* What to produce *
How do the lines below between the ones holding "Phrase: red emergency vehicle" and "Phrase: blue sky", inclusive, read? Give them again exactly, with no other lines.

* Records shown *
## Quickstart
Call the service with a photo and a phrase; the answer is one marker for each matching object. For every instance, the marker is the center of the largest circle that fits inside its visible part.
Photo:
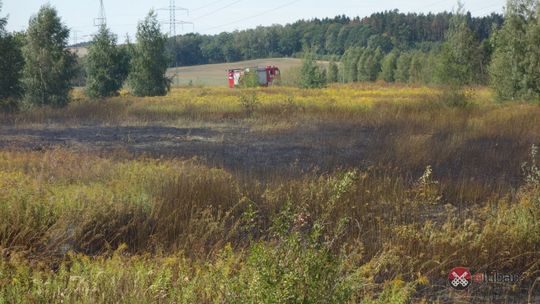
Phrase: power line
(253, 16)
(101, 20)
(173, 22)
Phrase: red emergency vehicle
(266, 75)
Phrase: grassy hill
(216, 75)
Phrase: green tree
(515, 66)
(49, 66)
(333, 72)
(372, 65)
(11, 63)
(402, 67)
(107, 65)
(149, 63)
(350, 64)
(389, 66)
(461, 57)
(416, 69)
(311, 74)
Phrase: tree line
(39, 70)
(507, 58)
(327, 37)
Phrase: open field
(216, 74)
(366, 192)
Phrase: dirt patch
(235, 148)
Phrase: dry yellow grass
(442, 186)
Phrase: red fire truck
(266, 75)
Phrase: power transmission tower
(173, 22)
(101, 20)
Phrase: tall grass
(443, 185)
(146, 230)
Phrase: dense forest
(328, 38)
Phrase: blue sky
--
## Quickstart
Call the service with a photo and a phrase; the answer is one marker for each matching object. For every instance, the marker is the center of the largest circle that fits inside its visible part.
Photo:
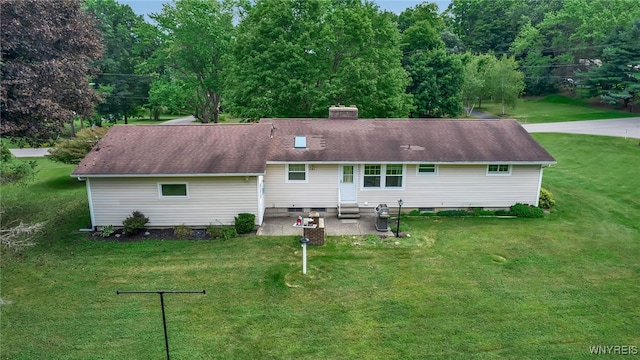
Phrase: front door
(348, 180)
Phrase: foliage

* Exercise output *
Phrase: red emergency vehicle
(266, 75)
Phrase: grassy hill
(216, 75)
Phrase: green tree
(515, 66)
(49, 66)
(333, 72)
(372, 65)
(11, 63)
(402, 67)
(107, 65)
(149, 63)
(350, 64)
(389, 66)
(461, 57)
(416, 69)
(311, 74)
Phrase: tree line
(39, 70)
(507, 58)
(327, 37)
Phrase: open field
(216, 74)
(366, 192)
Phrase: dirt patch
(235, 148)
Phrase: dry yellow grass
(442, 186)
Phrase: red fire truck
(266, 75)
Phrase: power transmission tower
(173, 22)
(101, 20)
Phrase: tall grass
(443, 185)
(146, 230)
Phrase: dense forest
(328, 38)
Phrase: blue sky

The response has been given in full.